What you give back must match the records below exactly.

== Segment start ==

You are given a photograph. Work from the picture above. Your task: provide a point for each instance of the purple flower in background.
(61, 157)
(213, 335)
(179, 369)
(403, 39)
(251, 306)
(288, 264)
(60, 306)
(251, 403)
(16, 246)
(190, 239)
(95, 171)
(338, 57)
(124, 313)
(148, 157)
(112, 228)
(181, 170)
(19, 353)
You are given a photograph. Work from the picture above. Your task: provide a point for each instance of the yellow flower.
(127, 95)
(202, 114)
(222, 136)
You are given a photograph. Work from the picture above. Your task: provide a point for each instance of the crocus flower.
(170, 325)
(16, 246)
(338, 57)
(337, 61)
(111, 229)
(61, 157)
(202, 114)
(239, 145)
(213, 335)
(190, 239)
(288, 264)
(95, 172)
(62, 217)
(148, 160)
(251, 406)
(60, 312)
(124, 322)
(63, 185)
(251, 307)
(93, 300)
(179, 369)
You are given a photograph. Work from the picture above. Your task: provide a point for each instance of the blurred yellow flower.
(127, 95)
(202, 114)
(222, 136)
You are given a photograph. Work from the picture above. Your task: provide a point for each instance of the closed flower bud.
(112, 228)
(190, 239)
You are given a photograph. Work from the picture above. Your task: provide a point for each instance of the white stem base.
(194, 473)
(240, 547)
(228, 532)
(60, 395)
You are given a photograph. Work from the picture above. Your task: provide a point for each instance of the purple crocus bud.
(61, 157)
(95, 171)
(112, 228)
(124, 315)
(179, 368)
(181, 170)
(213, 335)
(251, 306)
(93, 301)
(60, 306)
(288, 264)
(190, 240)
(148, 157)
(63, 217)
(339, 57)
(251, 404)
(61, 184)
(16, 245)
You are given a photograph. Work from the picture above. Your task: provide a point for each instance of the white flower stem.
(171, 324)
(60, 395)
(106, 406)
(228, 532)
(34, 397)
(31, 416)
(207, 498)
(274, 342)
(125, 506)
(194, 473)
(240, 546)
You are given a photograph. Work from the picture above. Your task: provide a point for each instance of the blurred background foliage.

== Segment end ==

**Answer space**.
You are given a photograph. Work from the picture above. Your task: provide a point for each instance of the purple flower in background.
(61, 157)
(213, 335)
(179, 369)
(403, 39)
(251, 306)
(288, 264)
(60, 306)
(251, 403)
(16, 246)
(190, 239)
(95, 171)
(338, 57)
(124, 313)
(148, 157)
(112, 228)
(181, 170)
(19, 353)
You are given a photograph. Work from the picture above. Your task: provide a point for each instance of the yellow flower.
(127, 95)
(202, 114)
(222, 136)
You are given a photograph. Work from the picture above. Your task: provide a point for each instance of the crocus flower.
(170, 325)
(16, 246)
(338, 57)
(337, 61)
(111, 229)
(61, 157)
(202, 114)
(239, 145)
(213, 335)
(190, 239)
(288, 264)
(95, 172)
(62, 217)
(148, 160)
(251, 406)
(60, 312)
(124, 322)
(63, 185)
(251, 307)
(93, 300)
(179, 369)
You are given a photograph. Work from the picture above. Your task: provide a point for each instance of the blurred yellow flower.
(127, 95)
(202, 114)
(222, 136)
You are given a photograph. Work from the picture above. Your task: provide a point for each instance of the closed flower bud.
(112, 228)
(190, 239)
You are given a photograph. Work from the picture above. Your task: provide a point for each instance of the white stem base.
(194, 473)
(240, 547)
(228, 532)
(60, 395)
You are given a photograph. Work from the picture above. Your task: provide a point for each instance of the purple crocus bud.
(61, 157)
(95, 171)
(112, 228)
(124, 315)
(179, 368)
(181, 170)
(213, 335)
(251, 306)
(93, 301)
(60, 306)
(288, 264)
(190, 240)
(148, 157)
(63, 217)
(339, 57)
(251, 404)
(61, 184)
(16, 245)
You are given a photograph. Work from the picture above. Your task: provide a point for each instance of the white flower stem.
(171, 324)
(60, 395)
(106, 406)
(228, 532)
(34, 397)
(31, 416)
(207, 498)
(274, 342)
(125, 506)
(194, 473)
(240, 546)
You are given a photograph. Work from the picture above. Your task: provide a point for each instance of the blurred background foliage.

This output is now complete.